Prediabetes, diabetes: liraglutide may slow memory function decline

Takeaway

  • In patients with pre-diabetes or type 2 diabetes mellitus (T2DM), liraglutide may slow down memory function decline in early and possibly pre-clinical stages of the disease.

Why this matters

  • Pre-diabetes and diabetes are associated with a greater risk of developing some degree of cognitive impairment.
  • Preventing and controlling diabetes onset may help to reduce the risk for future cognitive decline.

Study design

  • 32 metformin-treated obese patients with pre-diabetes or newly diagnosed T2DM randomly assigned to receive liraglutide injection (1.8 mg per day; n=16) or lifestyle counselling (dietary intervention and exercise training; n=16) until losing 7% of their initial body weight.
  • Funding: Italian Ministry of University and Research.

Exercise details:
Continue the summary of the liraglutide memory study from where it stops.

Natural language descriptions of regions:
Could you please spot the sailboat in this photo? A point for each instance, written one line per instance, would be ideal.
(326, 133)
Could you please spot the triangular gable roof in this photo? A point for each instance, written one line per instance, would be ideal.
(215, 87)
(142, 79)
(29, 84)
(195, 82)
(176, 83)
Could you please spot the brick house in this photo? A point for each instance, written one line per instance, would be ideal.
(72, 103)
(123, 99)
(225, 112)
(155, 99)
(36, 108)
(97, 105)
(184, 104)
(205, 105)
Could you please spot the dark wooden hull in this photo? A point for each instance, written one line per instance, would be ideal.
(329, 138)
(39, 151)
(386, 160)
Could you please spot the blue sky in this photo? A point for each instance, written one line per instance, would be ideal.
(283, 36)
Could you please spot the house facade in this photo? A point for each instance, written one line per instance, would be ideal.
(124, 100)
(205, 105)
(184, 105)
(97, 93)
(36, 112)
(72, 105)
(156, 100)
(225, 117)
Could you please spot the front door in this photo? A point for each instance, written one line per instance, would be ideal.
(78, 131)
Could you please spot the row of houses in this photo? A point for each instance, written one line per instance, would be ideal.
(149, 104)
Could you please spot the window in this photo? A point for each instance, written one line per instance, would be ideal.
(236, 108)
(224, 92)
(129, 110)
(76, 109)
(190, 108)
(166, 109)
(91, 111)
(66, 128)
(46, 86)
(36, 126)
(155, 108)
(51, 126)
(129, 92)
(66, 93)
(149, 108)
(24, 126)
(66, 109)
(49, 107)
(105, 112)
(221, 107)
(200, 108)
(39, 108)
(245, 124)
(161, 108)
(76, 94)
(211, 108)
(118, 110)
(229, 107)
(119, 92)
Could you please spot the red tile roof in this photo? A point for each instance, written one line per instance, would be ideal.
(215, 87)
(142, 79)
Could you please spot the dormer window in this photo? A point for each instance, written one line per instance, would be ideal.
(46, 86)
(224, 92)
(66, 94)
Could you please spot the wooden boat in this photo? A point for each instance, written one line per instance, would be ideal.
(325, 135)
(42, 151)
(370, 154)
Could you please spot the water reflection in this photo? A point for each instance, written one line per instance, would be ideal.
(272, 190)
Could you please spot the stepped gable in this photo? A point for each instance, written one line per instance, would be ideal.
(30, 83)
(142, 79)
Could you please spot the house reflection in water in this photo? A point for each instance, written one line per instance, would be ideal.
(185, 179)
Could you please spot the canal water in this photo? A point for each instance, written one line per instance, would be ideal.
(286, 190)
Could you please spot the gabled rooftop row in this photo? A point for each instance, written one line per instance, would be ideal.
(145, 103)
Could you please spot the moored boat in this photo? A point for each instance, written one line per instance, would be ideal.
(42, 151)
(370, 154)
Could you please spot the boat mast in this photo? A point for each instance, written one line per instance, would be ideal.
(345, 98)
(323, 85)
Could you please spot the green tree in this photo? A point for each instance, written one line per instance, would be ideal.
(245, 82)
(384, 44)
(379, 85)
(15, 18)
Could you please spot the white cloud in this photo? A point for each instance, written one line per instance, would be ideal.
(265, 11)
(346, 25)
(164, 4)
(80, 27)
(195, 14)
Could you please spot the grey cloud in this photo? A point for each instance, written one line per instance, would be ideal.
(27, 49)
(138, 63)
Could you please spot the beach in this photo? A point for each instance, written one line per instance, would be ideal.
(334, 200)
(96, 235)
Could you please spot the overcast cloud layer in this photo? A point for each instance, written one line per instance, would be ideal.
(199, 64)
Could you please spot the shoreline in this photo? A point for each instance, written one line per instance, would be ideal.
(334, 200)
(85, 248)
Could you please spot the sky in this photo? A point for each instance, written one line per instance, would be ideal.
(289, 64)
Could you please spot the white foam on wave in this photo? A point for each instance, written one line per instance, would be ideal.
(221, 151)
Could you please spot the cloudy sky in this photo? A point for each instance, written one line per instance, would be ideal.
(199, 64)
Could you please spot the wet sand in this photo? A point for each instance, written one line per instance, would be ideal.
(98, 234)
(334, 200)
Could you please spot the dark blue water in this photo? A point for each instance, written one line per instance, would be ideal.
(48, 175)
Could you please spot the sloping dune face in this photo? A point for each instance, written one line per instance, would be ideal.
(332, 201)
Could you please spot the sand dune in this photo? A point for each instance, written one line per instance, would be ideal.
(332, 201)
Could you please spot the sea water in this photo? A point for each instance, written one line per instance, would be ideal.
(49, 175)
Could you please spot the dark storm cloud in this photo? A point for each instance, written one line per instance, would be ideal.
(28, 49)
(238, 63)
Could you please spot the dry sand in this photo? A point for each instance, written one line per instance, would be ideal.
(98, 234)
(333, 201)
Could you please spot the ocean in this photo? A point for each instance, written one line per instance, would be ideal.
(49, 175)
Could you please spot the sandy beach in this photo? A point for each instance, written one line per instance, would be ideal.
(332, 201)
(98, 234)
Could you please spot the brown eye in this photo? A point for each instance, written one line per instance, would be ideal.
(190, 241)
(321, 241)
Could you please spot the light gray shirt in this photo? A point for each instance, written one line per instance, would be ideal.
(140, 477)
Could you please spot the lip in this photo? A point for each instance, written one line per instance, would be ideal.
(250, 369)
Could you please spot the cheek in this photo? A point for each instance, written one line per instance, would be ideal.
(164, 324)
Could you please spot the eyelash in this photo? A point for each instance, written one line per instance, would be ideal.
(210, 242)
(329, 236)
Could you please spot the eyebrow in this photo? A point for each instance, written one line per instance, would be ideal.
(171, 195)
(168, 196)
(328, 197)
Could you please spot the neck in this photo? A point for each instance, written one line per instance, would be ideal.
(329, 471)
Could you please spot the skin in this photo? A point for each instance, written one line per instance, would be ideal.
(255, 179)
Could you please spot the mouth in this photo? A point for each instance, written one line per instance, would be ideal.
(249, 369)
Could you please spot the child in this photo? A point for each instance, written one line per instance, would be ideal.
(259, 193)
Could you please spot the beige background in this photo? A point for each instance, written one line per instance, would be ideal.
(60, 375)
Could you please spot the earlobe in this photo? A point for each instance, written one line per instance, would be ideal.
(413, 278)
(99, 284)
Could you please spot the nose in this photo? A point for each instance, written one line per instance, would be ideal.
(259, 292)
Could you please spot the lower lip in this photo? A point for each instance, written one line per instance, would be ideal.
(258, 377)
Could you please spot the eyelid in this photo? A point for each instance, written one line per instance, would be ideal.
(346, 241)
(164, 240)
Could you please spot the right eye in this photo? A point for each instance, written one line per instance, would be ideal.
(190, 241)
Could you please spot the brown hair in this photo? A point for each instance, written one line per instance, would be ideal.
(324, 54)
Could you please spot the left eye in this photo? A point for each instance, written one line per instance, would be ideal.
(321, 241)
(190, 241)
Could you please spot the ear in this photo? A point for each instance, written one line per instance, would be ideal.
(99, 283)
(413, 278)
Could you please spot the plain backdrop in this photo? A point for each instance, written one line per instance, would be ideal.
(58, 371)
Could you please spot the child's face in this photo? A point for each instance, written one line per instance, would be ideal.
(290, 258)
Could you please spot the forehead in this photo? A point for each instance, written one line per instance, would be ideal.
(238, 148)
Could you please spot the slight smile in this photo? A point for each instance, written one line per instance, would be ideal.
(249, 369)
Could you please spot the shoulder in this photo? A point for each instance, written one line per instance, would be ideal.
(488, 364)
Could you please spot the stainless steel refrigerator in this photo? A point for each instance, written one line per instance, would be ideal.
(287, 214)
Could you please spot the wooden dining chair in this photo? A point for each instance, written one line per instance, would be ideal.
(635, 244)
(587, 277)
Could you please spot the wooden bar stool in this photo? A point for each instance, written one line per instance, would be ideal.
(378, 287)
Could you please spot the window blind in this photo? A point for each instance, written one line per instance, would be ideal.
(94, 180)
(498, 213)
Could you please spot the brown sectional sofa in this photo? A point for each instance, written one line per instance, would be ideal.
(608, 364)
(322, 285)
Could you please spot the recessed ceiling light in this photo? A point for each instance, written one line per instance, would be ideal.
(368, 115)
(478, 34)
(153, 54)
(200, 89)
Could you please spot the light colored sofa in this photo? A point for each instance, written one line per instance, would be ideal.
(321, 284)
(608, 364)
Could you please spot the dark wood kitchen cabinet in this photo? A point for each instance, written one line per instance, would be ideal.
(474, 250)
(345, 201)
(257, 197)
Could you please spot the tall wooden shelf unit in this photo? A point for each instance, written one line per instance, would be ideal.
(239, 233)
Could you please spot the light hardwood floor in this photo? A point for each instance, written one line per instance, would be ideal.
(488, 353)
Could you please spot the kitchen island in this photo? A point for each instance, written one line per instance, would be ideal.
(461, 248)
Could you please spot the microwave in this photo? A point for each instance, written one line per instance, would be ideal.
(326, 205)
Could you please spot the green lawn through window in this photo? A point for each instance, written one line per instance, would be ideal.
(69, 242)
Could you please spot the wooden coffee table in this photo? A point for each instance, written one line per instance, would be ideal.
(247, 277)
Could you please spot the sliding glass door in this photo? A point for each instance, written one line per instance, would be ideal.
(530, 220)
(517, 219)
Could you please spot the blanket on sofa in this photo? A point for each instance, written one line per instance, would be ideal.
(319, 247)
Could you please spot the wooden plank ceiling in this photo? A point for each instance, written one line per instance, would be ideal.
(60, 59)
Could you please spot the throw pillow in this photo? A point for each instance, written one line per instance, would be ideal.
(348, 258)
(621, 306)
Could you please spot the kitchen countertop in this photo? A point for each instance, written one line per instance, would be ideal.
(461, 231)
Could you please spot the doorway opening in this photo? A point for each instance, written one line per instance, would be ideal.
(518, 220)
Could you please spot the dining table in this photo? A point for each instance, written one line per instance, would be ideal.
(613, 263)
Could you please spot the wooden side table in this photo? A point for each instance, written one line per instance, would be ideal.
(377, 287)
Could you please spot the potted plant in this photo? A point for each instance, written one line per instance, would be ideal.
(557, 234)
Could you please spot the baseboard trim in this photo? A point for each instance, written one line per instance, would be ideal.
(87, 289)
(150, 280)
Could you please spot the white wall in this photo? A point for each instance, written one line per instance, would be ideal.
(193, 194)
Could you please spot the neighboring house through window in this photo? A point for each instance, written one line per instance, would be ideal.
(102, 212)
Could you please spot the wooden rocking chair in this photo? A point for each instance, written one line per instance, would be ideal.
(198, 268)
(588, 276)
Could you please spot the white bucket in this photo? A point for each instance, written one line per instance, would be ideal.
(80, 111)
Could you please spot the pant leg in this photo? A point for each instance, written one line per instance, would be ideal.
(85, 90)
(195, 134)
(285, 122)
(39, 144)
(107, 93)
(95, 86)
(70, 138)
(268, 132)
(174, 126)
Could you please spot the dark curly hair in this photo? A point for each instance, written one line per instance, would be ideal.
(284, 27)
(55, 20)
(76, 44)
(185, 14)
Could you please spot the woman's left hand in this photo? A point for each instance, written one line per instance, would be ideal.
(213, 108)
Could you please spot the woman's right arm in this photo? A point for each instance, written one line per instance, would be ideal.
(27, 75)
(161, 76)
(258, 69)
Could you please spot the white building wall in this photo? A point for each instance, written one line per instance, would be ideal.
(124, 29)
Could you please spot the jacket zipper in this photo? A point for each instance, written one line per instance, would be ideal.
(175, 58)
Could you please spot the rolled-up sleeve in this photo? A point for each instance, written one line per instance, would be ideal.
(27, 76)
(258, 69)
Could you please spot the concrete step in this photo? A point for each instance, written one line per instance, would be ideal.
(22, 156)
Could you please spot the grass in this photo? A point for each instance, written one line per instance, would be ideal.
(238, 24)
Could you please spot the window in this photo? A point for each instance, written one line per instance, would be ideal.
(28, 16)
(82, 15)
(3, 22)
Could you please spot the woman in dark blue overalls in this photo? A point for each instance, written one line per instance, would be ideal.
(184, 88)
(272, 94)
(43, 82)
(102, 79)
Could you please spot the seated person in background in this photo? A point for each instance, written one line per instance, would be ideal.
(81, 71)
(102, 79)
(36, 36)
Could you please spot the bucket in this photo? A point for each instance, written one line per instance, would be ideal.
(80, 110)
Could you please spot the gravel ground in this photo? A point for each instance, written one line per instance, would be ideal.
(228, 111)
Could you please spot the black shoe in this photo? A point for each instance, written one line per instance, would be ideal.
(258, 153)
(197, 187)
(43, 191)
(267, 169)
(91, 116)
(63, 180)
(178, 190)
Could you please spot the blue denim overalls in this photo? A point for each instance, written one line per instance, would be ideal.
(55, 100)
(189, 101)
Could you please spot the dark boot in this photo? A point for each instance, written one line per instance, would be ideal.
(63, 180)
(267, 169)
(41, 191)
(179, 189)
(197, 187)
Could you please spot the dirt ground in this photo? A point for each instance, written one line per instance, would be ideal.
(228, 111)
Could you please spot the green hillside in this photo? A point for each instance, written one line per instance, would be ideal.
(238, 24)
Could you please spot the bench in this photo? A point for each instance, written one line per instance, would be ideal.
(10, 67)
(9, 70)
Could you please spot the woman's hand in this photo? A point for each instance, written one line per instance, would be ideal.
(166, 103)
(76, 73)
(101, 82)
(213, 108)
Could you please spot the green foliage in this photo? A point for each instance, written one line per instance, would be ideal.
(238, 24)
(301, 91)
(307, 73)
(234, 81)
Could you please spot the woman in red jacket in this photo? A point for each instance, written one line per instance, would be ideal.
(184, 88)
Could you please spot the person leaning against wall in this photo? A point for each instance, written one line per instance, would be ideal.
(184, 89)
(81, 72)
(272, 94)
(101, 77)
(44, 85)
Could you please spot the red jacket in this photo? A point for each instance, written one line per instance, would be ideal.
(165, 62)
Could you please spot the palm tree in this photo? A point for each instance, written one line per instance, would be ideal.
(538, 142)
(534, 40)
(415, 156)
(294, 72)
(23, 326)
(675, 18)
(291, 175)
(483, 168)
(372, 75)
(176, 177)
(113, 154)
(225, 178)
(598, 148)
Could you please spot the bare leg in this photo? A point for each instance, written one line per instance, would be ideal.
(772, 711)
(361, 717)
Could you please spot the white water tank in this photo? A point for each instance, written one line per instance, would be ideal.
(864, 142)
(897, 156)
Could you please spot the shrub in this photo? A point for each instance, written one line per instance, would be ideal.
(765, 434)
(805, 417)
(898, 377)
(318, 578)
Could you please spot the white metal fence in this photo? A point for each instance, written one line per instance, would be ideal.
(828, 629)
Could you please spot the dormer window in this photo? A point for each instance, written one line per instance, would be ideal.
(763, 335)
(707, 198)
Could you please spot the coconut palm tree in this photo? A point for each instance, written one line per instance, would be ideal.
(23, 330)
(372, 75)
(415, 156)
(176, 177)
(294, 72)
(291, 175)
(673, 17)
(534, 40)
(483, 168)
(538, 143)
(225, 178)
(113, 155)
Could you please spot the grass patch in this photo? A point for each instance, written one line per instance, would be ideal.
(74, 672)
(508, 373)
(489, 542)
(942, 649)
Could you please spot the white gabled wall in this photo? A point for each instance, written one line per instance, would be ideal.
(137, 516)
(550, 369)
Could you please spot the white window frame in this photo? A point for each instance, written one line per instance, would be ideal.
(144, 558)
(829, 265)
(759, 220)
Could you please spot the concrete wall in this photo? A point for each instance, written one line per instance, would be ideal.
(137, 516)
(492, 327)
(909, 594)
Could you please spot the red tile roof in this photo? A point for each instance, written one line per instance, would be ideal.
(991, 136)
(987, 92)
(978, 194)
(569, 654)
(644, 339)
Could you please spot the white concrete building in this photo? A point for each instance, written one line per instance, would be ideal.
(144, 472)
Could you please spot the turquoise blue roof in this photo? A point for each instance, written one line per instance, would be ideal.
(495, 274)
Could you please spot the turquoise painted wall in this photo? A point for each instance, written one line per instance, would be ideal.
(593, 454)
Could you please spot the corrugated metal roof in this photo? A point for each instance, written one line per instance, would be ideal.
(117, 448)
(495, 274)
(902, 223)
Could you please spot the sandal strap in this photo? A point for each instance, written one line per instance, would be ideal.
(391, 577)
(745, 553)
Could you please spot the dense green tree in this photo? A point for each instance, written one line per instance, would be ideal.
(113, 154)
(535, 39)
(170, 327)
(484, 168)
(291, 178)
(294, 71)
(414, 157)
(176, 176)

Response to this exercise:
Key results

  • Liraglutide vs lifestyle intervention group had a significant increase in:
    • short-term memory (delta Digit Span Z score, 0.85±0.34; P=.024; Cohen’s effect size=0.82; difference between group, P=.041) and
    • composite memory domain (delta memory Z score, 0.70±0.22; P=.006; Cohen’s effect size=0.90; difference between group, P=.032).
  • In the liraglutide group, length of drug exposure was directly associated with the improvement in both:
    • short-term memory (Rho=0.72; P=.002) and
    • memory domain z-score (Rho=0.54; P=.031).

Limitations

  • Small sample size and short-duration study.